** START OF Quoted text **
Evaluate $\sum _{n=1}^{k}\frac{{\left(-4\right)}^{n+2}}{(n-2{)}^{2}}\prod _{i=n}^{2k}\frac{i}{i+1}$ for $k=3$ $\sum _{n=1}^{k}\frac{{\left(-4\right)}^{n+2}}{(n-2{)}^{2}}\prod _{i=n}^{2k}\frac{i}{i+1}$
How can I think this for k=3 ?
Here is my idea: $\prod _{i=n}^{6}\frac{i}{i+1}=\frac{1}{2}.\frac{3}{4}.\frac{4}{5}.\frac{5}{6}.\frac{6}{7}$
then
$\frac{3}{14}\sum _{n=1}^{3}\frac{{\left(-4\right)}^{n+2}}{{\left(n-2\right)}^{2}}=\frac{3}{14}.\left(\frac{{\left(-4\right)}^{3}}{{\left(1-2\right)}^{2}}+\frac{{\left(-4\right)}^{5}}{{\left(3-2\right)}^{2}}\right)=-233,1428571$
Is my idea correct?
 A: *Note: * For $k=1$ to $3$ we have to evaulate the sum for $k\in\{1,2,3\}$:
\begin{align*}
\sum _{n=1}^{k}\frac{{\left(-4\right)}^{n+2}}{(n-2{)}^{2}}\prod _{i=n}^{2k}\frac{i}{i+1}\tag{1}
\end{align*}
Hint: Evaluation at $n=2$ is not feasible, since in that case we have division by zero, which is not admissible. In order to overcome this problem we can exclude the value which causes the indeterminate expressions;.
** END OF Quoted text **
** START OF Data supplied **
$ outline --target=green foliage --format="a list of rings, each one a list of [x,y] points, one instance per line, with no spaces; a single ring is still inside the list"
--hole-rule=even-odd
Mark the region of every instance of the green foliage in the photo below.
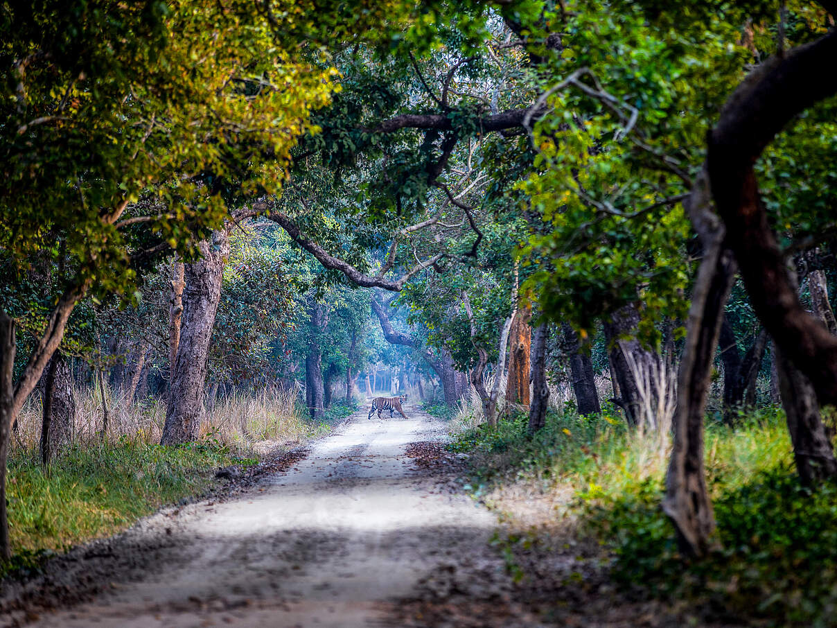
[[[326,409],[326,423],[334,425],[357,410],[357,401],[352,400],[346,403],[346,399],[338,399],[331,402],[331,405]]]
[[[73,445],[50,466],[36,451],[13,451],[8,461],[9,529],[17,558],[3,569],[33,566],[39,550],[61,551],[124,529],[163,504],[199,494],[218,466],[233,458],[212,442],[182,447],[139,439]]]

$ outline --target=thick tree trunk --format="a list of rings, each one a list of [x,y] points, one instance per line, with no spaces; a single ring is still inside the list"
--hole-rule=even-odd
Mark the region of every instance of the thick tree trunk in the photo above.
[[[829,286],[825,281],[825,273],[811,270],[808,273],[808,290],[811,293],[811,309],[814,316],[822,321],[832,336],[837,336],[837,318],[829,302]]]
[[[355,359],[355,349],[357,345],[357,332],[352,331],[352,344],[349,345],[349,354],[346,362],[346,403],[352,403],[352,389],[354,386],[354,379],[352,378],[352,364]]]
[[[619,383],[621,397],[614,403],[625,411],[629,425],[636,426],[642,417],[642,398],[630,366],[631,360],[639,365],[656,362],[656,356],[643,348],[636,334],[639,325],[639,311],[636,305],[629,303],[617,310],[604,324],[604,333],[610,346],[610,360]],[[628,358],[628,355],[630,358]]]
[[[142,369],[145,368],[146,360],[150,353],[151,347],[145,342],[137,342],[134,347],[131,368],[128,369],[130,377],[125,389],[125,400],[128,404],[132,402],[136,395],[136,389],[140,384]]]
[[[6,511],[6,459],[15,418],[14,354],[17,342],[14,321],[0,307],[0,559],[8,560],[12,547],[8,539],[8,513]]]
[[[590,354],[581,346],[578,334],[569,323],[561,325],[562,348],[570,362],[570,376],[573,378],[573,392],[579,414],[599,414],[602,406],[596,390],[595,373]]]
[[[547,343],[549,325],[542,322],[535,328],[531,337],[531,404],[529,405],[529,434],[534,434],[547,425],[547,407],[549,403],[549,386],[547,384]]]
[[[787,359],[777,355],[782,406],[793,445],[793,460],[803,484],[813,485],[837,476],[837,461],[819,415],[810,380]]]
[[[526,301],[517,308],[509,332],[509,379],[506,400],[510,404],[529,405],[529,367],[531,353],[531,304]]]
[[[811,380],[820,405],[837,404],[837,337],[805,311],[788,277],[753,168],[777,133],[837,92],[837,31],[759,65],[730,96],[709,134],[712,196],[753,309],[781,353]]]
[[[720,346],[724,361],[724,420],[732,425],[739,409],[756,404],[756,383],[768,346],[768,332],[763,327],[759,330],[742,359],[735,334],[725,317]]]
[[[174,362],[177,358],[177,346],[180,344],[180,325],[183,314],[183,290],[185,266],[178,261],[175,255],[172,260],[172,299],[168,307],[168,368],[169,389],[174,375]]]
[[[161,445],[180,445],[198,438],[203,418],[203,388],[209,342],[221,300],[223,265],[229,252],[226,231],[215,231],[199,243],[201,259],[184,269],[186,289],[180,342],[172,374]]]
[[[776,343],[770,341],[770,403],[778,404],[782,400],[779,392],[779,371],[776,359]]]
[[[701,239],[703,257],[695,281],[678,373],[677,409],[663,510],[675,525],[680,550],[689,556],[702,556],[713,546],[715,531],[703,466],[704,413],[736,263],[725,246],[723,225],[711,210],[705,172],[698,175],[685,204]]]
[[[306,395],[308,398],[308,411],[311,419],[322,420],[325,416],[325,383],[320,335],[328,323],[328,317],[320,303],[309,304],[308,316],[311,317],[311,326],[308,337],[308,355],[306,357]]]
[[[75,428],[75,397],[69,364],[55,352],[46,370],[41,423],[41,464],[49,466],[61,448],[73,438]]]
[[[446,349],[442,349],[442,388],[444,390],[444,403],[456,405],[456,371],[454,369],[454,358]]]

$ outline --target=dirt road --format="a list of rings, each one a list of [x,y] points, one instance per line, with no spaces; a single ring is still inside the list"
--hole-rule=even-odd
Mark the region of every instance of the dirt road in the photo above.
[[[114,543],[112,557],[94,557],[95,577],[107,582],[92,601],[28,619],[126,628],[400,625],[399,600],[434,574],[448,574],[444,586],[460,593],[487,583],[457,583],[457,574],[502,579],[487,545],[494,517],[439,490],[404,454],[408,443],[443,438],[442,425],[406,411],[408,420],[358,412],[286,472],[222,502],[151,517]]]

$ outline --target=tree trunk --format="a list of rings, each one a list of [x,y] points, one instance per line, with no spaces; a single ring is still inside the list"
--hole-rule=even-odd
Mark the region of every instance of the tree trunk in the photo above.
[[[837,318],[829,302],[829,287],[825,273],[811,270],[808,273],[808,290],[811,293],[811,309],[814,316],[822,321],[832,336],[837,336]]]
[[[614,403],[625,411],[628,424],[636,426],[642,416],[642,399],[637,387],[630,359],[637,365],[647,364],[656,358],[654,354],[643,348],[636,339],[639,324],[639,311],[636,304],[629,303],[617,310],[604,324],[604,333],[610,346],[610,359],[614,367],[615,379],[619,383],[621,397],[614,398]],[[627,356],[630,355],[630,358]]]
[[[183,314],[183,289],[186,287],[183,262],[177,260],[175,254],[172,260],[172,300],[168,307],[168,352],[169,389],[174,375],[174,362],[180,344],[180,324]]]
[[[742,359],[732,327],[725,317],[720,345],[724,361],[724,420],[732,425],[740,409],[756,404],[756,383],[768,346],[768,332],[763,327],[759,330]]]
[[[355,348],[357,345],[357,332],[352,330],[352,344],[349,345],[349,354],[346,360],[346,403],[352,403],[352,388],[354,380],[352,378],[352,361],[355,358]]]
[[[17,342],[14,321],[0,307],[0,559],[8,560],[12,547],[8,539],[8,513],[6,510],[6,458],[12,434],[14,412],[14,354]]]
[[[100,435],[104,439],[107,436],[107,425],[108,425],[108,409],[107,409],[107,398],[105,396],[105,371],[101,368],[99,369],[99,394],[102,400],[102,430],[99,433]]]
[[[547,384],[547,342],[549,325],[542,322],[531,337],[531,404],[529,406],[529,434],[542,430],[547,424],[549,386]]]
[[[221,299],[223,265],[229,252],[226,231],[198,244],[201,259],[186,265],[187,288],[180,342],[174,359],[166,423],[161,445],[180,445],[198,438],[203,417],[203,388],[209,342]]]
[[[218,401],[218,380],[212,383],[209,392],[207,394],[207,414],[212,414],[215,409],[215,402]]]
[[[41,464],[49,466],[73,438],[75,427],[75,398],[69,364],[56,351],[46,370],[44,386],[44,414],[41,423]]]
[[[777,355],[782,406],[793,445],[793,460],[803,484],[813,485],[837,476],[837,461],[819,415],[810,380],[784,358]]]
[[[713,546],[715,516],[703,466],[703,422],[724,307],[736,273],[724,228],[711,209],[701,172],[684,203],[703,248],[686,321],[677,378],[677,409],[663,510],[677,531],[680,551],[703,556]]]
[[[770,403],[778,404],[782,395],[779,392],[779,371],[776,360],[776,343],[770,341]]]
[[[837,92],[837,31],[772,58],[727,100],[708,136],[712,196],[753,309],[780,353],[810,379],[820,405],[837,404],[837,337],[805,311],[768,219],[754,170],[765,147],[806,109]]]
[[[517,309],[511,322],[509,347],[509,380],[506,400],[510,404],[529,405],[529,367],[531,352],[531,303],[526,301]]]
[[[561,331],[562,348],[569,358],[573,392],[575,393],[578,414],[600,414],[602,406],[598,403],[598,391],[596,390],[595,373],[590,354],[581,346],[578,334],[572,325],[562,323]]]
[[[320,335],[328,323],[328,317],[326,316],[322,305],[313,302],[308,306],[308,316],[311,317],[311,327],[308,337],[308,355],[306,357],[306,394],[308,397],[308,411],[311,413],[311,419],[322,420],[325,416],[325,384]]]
** END OF Data supplied **
* Exercise *
Copy the stretch of the forum thread from "Here is my idea: $\prod" through "my idea correct?", substituting "approach" for "idea". These items come from a separate source.

* Expected answer *
Here is my approach: $\prod _{i=n}^{6}\frac{i}{i+1}=\frac{1}{2}.\frac{3}{4}.\frac{4}{5}.\frac{5}{6}.\frac{6}{7}$
then
$\frac{3}{14}\sum _{n=1}^{3}\frac{{\left(-4\right)}^{n+2}}{{\left(n-2\right)}^{2}}=\frac{3}{14}.\left(\frac{{\left(-4\right)}^{3}}{{\left(1-2\right)}^{2}}+\frac{{\left(-4\right)}^{5}}{{\left(3-2\right)}^{2}}\right)=-233,1428571$
Is my approach correct?